Romance is a tricky business. To some it is roses and chocolates on officially demarcated days, public displays of commitment and affection via restaurant bookings and champagne in ice buckets and other such socially sanctioned and recognised means.
For others, it is not. For others it is the sweet, sweet peace of mutual understanding and a five-yearly check-in that your wishes in one department or other have not changed.
But however you express it, romance is important. And I say that as the most unromantic person who has ever lived.
When you are young, public displays of romance, of affection, outward expression of a couple’s private connection are almost as important and necessary as any others. Even if they don’t come naturally.
This is how you stress test a relationship. It’s how you find out whether one of you is embarrassed to be seen with the other. It is how you find out whether you are being kept a secret from friends, family and other lovers. It can be how you find out how uncomfortable an undemonstrative person is prepared to make him/herself for you.
These are all good things to know. They help you filter out good from bad, keepers from non-keepers, investment pieces from the wear-once-and-pass-on fun, often drunken, purchases.
--------------------
> Given exercise 1:
In the listing below, copy out the lines between the one holding "of the leopard" and the one holding "<point>321,288</point>", inclusive. Keep each request line as it is, and multiply every point coordinate in the answers by 2.6, rounding to whole numbers with halves going up.
The essay on romance and the listing have no connection to each other.
--------------------
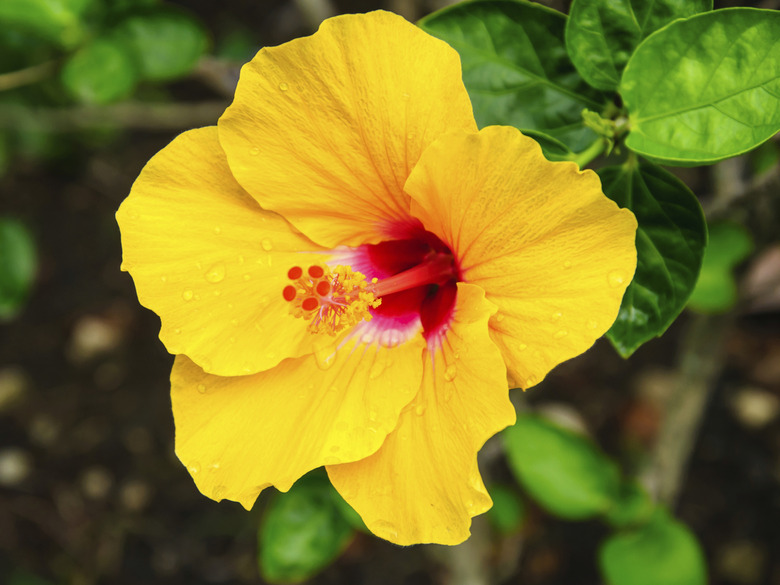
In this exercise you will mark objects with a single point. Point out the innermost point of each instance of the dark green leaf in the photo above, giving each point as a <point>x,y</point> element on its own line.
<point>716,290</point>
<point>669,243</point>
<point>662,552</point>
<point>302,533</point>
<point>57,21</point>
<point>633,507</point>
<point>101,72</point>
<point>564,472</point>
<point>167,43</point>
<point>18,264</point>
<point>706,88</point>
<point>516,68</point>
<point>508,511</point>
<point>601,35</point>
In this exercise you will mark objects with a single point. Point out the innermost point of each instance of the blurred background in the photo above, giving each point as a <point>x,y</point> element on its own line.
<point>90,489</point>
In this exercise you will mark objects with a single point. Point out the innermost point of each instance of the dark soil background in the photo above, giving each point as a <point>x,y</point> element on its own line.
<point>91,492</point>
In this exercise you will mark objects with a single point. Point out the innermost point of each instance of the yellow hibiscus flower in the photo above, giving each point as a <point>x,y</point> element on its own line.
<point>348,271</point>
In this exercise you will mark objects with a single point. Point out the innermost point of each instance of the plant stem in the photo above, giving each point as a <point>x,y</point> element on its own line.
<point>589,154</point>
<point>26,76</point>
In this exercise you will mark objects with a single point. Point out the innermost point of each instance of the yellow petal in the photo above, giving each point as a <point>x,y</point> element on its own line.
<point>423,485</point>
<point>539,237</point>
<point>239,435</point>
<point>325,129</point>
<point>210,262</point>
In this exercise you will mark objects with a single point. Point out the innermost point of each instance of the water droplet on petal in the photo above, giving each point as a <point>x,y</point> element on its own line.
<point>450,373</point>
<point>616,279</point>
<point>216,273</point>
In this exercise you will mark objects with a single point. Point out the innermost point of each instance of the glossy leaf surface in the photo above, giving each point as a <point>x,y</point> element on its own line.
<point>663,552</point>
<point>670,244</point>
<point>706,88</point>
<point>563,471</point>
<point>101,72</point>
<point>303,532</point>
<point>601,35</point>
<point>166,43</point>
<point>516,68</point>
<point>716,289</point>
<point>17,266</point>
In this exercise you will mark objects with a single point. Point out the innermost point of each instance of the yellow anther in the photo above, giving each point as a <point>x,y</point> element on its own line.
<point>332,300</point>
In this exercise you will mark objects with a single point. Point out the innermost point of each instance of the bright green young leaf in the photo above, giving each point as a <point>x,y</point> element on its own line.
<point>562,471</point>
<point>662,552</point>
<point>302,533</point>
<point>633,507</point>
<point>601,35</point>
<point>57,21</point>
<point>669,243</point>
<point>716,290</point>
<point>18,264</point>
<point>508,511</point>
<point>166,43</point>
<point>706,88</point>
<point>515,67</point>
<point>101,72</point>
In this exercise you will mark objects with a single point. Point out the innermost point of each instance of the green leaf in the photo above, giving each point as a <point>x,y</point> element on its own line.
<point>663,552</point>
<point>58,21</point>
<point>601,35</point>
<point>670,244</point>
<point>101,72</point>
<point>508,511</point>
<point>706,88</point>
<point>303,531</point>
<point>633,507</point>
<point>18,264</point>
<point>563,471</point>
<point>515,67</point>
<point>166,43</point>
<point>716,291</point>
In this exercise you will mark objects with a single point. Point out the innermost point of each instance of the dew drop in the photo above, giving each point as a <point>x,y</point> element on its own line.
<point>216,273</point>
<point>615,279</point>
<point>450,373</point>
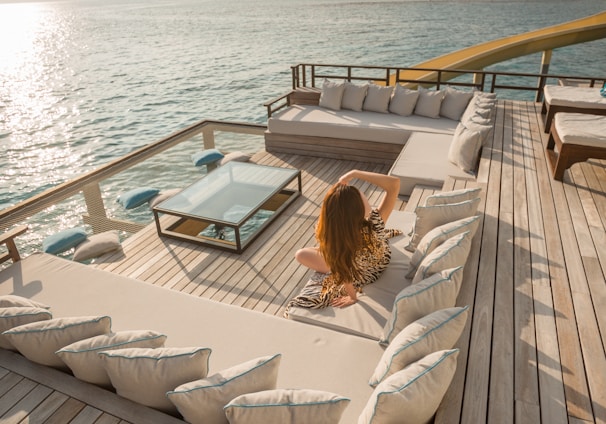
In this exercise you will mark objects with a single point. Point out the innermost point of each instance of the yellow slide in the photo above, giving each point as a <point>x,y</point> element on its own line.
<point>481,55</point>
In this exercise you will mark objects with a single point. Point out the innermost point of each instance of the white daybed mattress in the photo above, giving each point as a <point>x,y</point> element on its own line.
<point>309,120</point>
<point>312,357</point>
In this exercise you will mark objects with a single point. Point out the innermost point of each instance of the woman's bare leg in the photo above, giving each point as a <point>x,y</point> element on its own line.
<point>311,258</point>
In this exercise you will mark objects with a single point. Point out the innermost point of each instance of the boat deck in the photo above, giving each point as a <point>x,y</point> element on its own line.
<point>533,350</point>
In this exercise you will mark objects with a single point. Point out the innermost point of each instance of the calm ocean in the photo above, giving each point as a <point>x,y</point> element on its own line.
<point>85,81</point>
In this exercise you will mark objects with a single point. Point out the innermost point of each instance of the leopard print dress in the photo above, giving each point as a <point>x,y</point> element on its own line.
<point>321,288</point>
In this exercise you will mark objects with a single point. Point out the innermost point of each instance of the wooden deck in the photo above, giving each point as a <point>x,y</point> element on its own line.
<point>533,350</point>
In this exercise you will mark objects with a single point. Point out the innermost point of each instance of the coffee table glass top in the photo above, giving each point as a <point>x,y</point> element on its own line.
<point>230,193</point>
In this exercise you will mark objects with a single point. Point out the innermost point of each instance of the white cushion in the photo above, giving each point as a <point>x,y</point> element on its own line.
--------------------
> Given exercise 2:
Proceed with the essay on romance above, picking up right after its final sentence.

> Exercise answer 1:
In this exercise you will mark objects with a single point. Point out the innermost point of each instance of the leopard print dress in the photo above, giving each point as a <point>x,y</point> element on its own line.
<point>835,749</point>

> Exercise answer 2:
But for the love of God, please don’t ever mistake the ability to buy flowers or book a candlelit dinner on the right date for anything more than a good sign. And even then, only when it’s coupled with good behaviour at all other times. If it’s done to make up for bad, or make you think the bad doesn’t count, you obviously need to run fast and run far. If you feel you can’t be sure, ask your friends what they think. I assure you they have opinions and are waiting for permission to express them loudly.
The true sign of a really good relationship, one that will stand the test of time – children, illness and diametrically opposed views on how and when the dishwasher should be loaded and unloaded – is not to need anything to be done on cue. Not to have to do anything together because it is expected of you (either personally or because you are a couple at a certain stage of life or income or professionalism).
A good relationship should allow two precious things. One, it should allow you to do nothing together. There are, after all, more days and nights of nothing in life than there are of something, even for the most sociable of animals.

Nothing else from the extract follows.